* **Vorliegender Text**:

Endlich sind die RTS zur Offenlegungs-Verordnung da!
Am 25. Juli 2022 wurden die technischen Regulierungsstandards RTS zur EU-Offenlegungs-Verordnung im Amtsblatt der Europäischen Union als Delegierte Verordnung (EU) 2022/1288* veröffentlicht. Sie traten am 14. August 2022 in Kraft und sind ab dem 1. Januar 2023 anzuwenden.
* Delegierte Verordnung (EU) 2022/1288 vom 6. April 2022 zur Ergänzung der Verordnung (EU) 2019/2088 des Europäischen Parlaments und des Rates im Hinblick auf technische Regulierungsstandards zur Festlegung der Einzelheiten des Inhalts und der Darstellung von Informationen in Zusammenhang mit dem Grundsatz der Vermeidung erheblicher Beeinträchtigungen, des Inhalts, der Methoden und der Darstellung von Informationen in Zusammenhang mit Nachhaltigkeitsindikatoren und nachteiligen Nachhaltigkeitsauswirkungen sowie des Inhalts und der Darstellung von Informationen in Zusammenhang mit der Bewerbung ökologischer oder sozialer Merkmale und nachhaltiger Investitionsziele in vorvertraglichen Dokumenten, auf Internetseiten und in regelmäßigen Berichten (Originaltitel)
Die lange Zeit nur als Entwurf verfügbaren technischen Regulierungsstandards – die die Finanzindustrie eigentlich schon ab Anwendung der Offenlegungs-Verordnung seit 10. März 2021 benötigen würde – legen ähnlich wortreich wie der sperrige Titel den konkreten Inhalt, die zu verwendende Methodik und die Art der Darstellung der offenzulegenden Informationen fest.
Aufsichtsbehörden, wie zum Beispiel die deutsche Bundesanstalt für Finanzdienstleistungsaufsicht BaFin, sehen in den RTS einen wichtigen Meilenstein erreicht, durch den die Qualität und die Vergleichbarkeit der offenzulegenden Informationen verbessert werden soll. Verbessern bedeutet in der Praxis ausweiten, also noch mehr Informationen zusätzlich zu jenen, die heute schon kaum ein Anleger liest und versteht.

* **Bereitgestellte Daten**:
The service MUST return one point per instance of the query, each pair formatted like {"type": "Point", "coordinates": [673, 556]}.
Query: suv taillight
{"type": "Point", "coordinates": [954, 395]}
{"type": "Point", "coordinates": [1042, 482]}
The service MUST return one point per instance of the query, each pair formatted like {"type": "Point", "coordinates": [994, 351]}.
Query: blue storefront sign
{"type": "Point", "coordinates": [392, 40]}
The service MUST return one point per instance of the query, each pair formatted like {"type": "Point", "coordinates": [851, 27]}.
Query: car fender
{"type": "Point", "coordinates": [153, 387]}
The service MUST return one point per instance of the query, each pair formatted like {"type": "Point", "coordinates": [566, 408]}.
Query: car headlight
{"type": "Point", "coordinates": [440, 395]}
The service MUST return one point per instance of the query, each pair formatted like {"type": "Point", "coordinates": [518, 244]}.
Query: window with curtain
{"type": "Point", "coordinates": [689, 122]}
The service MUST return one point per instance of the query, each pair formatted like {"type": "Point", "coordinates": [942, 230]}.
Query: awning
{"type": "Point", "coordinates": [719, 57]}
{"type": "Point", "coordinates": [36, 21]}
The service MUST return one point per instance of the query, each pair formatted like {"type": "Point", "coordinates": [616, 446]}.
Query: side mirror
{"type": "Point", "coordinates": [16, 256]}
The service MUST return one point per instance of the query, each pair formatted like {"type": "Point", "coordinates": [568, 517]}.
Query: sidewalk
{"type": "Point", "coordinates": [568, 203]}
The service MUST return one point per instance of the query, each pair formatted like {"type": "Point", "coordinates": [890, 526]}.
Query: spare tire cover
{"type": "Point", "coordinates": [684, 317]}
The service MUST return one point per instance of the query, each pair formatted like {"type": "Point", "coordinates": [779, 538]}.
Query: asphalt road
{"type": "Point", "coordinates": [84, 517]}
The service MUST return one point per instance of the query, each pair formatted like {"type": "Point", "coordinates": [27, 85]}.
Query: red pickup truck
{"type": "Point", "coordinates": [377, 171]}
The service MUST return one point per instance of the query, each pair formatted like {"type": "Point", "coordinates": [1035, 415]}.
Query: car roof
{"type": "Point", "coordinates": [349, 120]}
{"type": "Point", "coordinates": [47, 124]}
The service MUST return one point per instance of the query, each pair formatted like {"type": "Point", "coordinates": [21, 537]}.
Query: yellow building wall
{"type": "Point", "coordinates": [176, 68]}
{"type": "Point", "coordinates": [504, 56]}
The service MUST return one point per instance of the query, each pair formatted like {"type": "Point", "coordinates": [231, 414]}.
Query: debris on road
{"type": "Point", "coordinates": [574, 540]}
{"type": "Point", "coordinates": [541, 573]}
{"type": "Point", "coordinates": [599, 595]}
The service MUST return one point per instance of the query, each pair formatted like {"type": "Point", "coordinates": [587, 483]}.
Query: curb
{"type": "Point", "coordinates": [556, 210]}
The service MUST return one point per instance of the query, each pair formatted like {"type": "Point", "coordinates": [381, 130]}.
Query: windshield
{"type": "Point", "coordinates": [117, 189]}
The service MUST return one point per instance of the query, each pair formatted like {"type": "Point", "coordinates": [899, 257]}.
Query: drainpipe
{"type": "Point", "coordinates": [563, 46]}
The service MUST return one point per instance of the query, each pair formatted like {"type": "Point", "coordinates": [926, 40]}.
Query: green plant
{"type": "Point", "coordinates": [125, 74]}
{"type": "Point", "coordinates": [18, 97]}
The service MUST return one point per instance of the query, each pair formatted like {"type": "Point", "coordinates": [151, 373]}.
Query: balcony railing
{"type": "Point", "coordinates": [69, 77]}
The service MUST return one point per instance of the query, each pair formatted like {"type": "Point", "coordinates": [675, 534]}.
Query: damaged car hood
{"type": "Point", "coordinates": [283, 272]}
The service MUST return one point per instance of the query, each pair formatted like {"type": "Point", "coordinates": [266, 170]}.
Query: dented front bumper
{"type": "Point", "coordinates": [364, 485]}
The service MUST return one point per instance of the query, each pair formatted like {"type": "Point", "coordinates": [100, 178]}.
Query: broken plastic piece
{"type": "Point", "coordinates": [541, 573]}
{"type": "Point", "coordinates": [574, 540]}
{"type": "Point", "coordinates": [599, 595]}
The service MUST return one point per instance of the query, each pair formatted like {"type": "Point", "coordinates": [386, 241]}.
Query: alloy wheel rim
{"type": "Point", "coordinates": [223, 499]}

* **Aufgaben**:
[1] Ab welchem Datum sind die RTS laut dem Text zur Offenlegungs-Verordnung anzuwenden?
[2] Sammle aus den Datensätzen jede Zeile, die das Wort „road“ enthält.
Der Text und die Datensätze haben inhaltlich nichts miteinander zu tun.

* **Die Antworten**:
[1] Ab dem 1. Januar 2023.

[2]
Query: asphalt road
Query: debris on road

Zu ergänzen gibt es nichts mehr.